**What you will do**
a: In the article on the Alabama pilgrims' bus trip, condense the paragraph beginning "Immediately following that August Mass" into one shorter sentence that keeps its main facts.
b: Update the article on the Alabama pilgrims' bus trip by restating the stretch from "Immediately following that" through "with bunk beds." with "dormitory" changed to "hostel".
c: According to the article on the Alabama pilgrims' bus trip, since what year has Francisco Elotlan lived in southern Alabama?

**Text to read**
+++

He hadn't planned to go to Mass that day six weeks ago. Yet something moved Francisco Elotlan, 32, to attend his church in southern Alabama, where he has lived as an undocumented Mexican immigrant since 2004.

The Rev. David Tokarz, Francisco “Panchito” Elotlan, and Olga Villar. Elotlan won a spot on the 56-seat bus from Alabama to Philadelphia. (CHAD RILEY/For The Inquirer)
The Rev. David Tokarz, Francisco “Panchito” Elotlan, and Olga Villar. Elotlan won a spot on the 56-seat bus from Alabama to Philadelphia. (CHAD RILEY/For The Inquirer)Read more

He hadn't planned to go to Mass that day six weeks ago.

Yet something moved Francisco Elotlan, 32, to attend his church in southern Alabama, where he has lived as an undocumented Mexican immigrant since 2004.

Immediately following that August Mass, there was a lottery drawing. The winner would get a spot on the chartered bus bringing 56 pilgrims 1,000 miles from the 25 Hispanic parishes in the Archdiocese of Mobile to Philadelphia for Saturday's papal Mass on the Parkway.

The Aquinas Center, a South Philadelphia convent turned community center that strives to bridge cultural divides, is to host them in a dormitory filled with bunk beds.

But first, the large number of aspirants had to be whittled down to the number of available beds.

+++

**Dataset excerpts**
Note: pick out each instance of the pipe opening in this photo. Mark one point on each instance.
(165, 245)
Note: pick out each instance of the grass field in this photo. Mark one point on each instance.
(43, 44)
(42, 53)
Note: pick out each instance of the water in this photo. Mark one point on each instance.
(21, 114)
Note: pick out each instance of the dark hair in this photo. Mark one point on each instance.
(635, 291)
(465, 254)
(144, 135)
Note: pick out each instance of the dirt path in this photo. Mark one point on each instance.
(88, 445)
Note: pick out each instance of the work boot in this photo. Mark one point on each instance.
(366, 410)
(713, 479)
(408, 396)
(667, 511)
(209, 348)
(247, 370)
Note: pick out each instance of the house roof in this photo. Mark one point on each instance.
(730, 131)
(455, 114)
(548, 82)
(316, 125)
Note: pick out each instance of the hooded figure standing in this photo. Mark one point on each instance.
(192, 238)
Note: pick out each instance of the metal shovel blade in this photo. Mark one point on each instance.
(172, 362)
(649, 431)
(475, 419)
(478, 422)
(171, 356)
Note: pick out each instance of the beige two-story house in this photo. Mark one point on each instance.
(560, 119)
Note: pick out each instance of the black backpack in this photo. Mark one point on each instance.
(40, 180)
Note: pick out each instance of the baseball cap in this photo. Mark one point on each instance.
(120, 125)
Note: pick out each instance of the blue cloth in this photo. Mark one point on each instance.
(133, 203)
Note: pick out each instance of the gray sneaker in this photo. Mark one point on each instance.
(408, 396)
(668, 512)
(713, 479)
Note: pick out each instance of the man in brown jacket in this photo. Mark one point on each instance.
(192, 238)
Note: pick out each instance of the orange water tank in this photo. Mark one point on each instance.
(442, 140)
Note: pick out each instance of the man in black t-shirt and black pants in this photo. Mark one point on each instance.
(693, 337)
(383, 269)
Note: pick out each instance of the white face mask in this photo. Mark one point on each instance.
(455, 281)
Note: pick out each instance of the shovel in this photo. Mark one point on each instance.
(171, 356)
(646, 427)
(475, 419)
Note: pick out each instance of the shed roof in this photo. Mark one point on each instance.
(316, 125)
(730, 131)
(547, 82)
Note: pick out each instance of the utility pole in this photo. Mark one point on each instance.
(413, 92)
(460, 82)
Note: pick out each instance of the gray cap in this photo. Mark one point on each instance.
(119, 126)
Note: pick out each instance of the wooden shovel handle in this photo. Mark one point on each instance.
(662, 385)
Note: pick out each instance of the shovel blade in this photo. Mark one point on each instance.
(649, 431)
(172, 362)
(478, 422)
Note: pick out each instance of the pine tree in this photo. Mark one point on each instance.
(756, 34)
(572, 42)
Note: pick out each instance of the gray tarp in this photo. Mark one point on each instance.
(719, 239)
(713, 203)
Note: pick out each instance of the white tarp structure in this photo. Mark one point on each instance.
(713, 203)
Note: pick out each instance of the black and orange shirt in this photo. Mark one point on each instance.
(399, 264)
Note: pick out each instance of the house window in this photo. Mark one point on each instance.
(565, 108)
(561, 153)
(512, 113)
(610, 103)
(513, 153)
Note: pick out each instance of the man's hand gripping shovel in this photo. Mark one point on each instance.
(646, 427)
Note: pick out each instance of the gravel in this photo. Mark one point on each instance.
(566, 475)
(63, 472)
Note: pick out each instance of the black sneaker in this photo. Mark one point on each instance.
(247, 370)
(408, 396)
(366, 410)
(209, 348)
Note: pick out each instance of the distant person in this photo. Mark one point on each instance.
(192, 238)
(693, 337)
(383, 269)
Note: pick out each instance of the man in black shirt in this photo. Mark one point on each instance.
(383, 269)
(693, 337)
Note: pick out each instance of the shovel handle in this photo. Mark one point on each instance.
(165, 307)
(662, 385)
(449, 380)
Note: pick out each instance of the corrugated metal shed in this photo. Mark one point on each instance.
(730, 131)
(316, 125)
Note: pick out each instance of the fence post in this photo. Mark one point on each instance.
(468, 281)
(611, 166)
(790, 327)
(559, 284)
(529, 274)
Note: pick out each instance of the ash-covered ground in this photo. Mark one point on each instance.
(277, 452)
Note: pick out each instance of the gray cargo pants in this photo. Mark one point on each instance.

+++

**Answers to the exercise**
a: A lottery after the August Mass awarded a seat on a chartered bus taking 56 pilgrims from the Archdiocese of Mobile's 25 Hispanic parishes 1,000 miles to Philadelphia for Saturday's papal Mass on the Parkway.

b:
Immediately following that August Mass, there was a lottery drawing. The winner would get a spot on the chartered bus bringing 56 pilgrims 1,000 miles from the 25 Hispanic parishes in the Archdiocese of Mobile to Philadelphia for Saturday's papal Mass on the Parkway.

The Aquinas Center, a South Philadelphia convent turned community center that strives to bridge cultural divides, is to host them in a hostel filled with bunk beds.

c: Since 2004.